### Your instructions
Copy the records below exactly as they are written.

○ ○ ○ ○ ○

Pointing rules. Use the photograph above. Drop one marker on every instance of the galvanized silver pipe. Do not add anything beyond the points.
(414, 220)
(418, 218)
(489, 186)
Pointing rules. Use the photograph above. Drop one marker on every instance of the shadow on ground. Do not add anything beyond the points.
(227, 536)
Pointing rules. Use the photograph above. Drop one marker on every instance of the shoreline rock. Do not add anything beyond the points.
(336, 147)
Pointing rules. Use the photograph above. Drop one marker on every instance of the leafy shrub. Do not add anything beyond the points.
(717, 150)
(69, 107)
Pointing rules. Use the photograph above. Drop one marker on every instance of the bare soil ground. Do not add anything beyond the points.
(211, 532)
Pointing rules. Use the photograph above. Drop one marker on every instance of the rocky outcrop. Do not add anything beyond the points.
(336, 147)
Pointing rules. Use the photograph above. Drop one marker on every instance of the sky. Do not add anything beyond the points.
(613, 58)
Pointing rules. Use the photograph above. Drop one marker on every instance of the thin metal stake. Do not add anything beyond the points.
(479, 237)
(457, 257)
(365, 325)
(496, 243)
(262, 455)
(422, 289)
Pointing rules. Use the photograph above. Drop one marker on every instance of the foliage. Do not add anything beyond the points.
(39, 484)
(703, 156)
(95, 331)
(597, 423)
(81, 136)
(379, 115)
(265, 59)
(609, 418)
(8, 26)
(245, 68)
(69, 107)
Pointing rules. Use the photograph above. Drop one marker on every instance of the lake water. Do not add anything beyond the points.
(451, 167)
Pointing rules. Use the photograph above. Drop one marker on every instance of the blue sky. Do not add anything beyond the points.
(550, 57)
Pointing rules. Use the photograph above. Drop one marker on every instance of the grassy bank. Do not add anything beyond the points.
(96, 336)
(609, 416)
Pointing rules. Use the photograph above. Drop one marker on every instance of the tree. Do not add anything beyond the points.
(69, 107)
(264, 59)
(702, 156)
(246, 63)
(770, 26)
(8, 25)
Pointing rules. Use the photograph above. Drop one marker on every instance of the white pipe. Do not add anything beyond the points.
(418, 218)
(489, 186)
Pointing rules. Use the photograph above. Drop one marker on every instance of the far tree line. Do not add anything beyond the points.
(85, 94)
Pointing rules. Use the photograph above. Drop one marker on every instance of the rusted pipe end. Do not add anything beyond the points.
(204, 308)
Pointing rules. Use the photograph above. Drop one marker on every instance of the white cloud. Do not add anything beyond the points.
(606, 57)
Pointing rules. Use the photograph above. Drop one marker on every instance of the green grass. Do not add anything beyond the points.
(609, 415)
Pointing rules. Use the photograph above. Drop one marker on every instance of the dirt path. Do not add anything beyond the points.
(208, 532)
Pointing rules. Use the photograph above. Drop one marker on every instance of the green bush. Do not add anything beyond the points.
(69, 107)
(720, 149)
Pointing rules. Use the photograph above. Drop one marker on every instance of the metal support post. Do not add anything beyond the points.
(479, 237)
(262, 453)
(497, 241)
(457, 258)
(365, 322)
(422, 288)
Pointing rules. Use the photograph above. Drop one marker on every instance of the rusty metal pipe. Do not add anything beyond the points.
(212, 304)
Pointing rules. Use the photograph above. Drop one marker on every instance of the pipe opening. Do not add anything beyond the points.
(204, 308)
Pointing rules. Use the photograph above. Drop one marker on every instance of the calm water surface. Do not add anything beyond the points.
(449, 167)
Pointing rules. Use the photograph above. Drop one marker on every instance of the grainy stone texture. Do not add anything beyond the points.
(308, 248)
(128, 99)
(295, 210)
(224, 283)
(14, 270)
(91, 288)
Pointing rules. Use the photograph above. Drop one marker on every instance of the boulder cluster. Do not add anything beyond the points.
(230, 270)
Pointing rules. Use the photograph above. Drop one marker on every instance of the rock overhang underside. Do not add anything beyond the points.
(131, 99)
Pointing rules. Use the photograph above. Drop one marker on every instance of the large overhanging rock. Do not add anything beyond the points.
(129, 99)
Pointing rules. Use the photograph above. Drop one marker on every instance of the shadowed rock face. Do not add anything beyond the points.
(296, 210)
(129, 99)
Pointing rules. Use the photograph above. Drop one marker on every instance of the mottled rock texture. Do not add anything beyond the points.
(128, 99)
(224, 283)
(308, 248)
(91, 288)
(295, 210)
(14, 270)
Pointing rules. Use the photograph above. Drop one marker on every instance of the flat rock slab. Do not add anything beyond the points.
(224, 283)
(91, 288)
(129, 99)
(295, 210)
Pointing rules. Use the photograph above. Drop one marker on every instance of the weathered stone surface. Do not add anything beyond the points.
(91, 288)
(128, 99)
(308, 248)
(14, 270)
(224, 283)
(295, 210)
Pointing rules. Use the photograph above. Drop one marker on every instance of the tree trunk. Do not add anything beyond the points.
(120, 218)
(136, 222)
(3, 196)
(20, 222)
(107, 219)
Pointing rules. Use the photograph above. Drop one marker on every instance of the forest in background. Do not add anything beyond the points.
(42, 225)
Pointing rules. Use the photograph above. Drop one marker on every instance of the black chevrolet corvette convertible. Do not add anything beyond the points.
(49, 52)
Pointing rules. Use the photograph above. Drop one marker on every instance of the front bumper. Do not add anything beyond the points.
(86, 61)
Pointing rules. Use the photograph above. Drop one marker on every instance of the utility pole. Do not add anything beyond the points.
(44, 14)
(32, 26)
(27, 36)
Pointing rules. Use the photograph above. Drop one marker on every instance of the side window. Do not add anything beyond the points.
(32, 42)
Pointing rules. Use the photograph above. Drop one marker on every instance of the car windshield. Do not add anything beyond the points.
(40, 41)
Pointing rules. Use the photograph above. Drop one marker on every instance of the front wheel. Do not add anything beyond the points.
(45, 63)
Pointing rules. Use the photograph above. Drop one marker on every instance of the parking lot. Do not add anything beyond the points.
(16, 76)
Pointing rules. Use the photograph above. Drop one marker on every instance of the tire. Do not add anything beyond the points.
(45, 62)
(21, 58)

○ ○ ○ ○ ○

### Result of the task
Pointing rules. Use the photograph above. Drop one marker on every instance of the galvanized silver pipe. Do not add anything beyond the points.
(414, 220)
(418, 218)
(489, 186)
Pointing rules. Use the photograph above. Drop one marker on every instance of the shadow on ground. Do not add anything beyond the points.
(227, 536)
Pointing rules. Use the photograph above. Drop one marker on every instance of the shoreline rock. Do not add anything beyond the points.
(336, 147)
Pointing rules. Use the photograph above. Drop one marker on every instance of the leafy shrub. Do not add anything beyond the points.
(717, 150)
(69, 107)
Pointing rules. Use the photograph above. Drop one marker on every instance of the bare soil ground. Do not add anything beyond the points.
(211, 532)
Pointing rules. Use the photograph above. Drop one marker on every instance of the rocky outcrop. Do not add anything beyond the points.
(336, 147)
Pointing rules. Use the photograph above. Drop one marker on every instance of the sky. Do not add anything beyond the points.
(613, 58)
Pointing rules. Use the photograph above. Drop one marker on every instance of the thin metal stake. Do not add anything beyond the points.
(479, 237)
(457, 257)
(365, 325)
(496, 243)
(262, 455)
(422, 289)
Pointing rules. Use the photograph above. Drop one marker on every instance of the foliage. Do not add anything beyond the points.
(39, 484)
(703, 156)
(95, 331)
(597, 423)
(81, 136)
(379, 115)
(265, 59)
(609, 418)
(8, 26)
(245, 68)
(69, 107)
Pointing rules. Use the photograph above. Drop one marker on every instance of the lake water. Do not add anything beyond the points.
(451, 167)
Pointing rules. Use the photograph above. Drop one marker on every instance of the blue sky. Do not add anything beyond the points.
(550, 57)
Pointing rules. Use the photograph above. Drop one marker on every instance of the grassy bank. Do not add anything beyond the points.
(96, 336)
(609, 416)
Pointing rules. Use the photograph above. Drop one marker on every instance of the tree. Do not add anything beyond the points.
(69, 107)
(264, 59)
(702, 156)
(246, 63)
(770, 26)
(8, 25)
Pointing rules. Use the photograph above. Drop one marker on every instance of the white pipe. Do not add anything beyond the points.
(418, 218)
(489, 186)
Pointing rules. Use the photograph above. Drop one marker on every instance of the far tree line. Do not add anything beyond the points.
(85, 94)
Pointing rules. Use the photograph above. Drop one marker on every instance of the rusted pipe end. Do not add anything beyond the points.
(204, 308)
Pointing rules. Use the photograph above. Drop one marker on every instance of the white cloud. Do not add anything beyond the points.
(606, 57)
Pointing rules. Use the photograph above. Drop one marker on every instance of the green grass. Do not add anything beyond the points.
(609, 415)
Pointing rules. Use the photograph above. Drop one marker on every instance of the dirt path. Do not add anything beyond the points.
(208, 532)
Pointing rules. Use the photograph above. Drop one marker on every instance of the green bush. Do not add anything beyond the points.
(69, 107)
(720, 149)
Pointing rules. Use the photograph above. Drop one marker on every instance of the metal support post. Do not add anything beyond the points.
(479, 237)
(262, 453)
(497, 241)
(457, 258)
(365, 322)
(422, 288)
Pointing rules. Use the photograph above. Drop one marker on every instance of the rusty metal pipe. Do not add anything beyond the points.
(212, 304)
Pointing rules. Use the photograph above. Drop one marker on every instance of the pipe opening. Do not add anything beyond the points.
(204, 308)
Pointing rules. Use the photograph above. Drop one marker on every instance of the calm water surface. Do not add anything beyond the points.
(449, 167)
Pointing rules. Use the photograph above. Drop one marker on every instance of the grainy stone texture. Do not add anything beyond the points.
(308, 248)
(128, 99)
(295, 210)
(224, 283)
(14, 270)
(91, 288)
Pointing rules. Use the photograph above. Drop one marker on every instance of the boulder cluster. Do not add anything beyond the points.
(230, 270)
Pointing rules. Use the photograph above. Drop one marker on every instance of the rock overhang underside. Do not add anything beyond the points.
(131, 99)
Pointing rules. Use the photograph above. Drop one marker on every instance of the large overhanging rock. Do not add anything beyond the points.
(129, 99)
Pointing rules. Use the photograph above. Drop one marker on every instance of the shadowed rock face. Do not add anything beyond the points.
(296, 210)
(129, 99)
Pointing rules. Use the photograph above. Drop one marker on every instance of the mottled rock texture. Do not add anything beyond the points.
(128, 99)
(224, 283)
(308, 248)
(91, 288)
(295, 210)
(14, 270)
Pointing rules. Use the photograph above. Drop one marker on every instance of the flat rock slab. Do not add anything beyond the points.
(224, 283)
(91, 288)
(129, 99)
(295, 210)
Pointing rules. Use the photograph above. Drop one marker on every instance of the weathered stone surface. Do not add anything beyond the points.
(91, 288)
(128, 99)
(308, 248)
(14, 270)
(224, 283)
(295, 210)
Pointing rules. Use the photograph above. Drop one marker on every instance of the tree trunk. Do not add anything beyond the points.
(120, 218)
(136, 222)
(3, 196)
(20, 222)
(107, 219)
Pointing rules. Use the photograph above. Drop one marker on every instance of the forest in background. Do not add anything beyond the points.
(42, 225)
Pointing rules. Use the photograph above. Drop one marker on every instance of the black chevrolet corvette convertible. Do not add anything beyond the points.
(49, 52)
Pointing rules. Use the photograph above. Drop one marker on every instance of the front bumper. Do not add anything beyond the points.
(86, 61)
Pointing rules. Use the photograph above. Drop one marker on every instance of the utility pole. Do not add anything beyond the points.
(44, 14)
(32, 26)
(27, 36)
Pointing rules. Use the photograph above. Drop one marker on every instance of the side window. Do not add anything beyond the points.
(32, 42)
Pointing rules. Use the photograph above. Drop one marker on every instance of the car windshield. Do not add anything beyond the points.
(40, 41)
Pointing rules. Use the photograph above. Drop one marker on every instance of the front wheel. Do not add anything beyond the points.
(45, 63)
Pointing rules. Use the photograph above. Drop one marker on every instance of the parking lot. Do not add anything beyond the points.
(16, 76)
Pointing rules. Use the photograph above. Drop one marker on every instance of the tire. Do not add anything beyond the points.
(45, 62)
(21, 58)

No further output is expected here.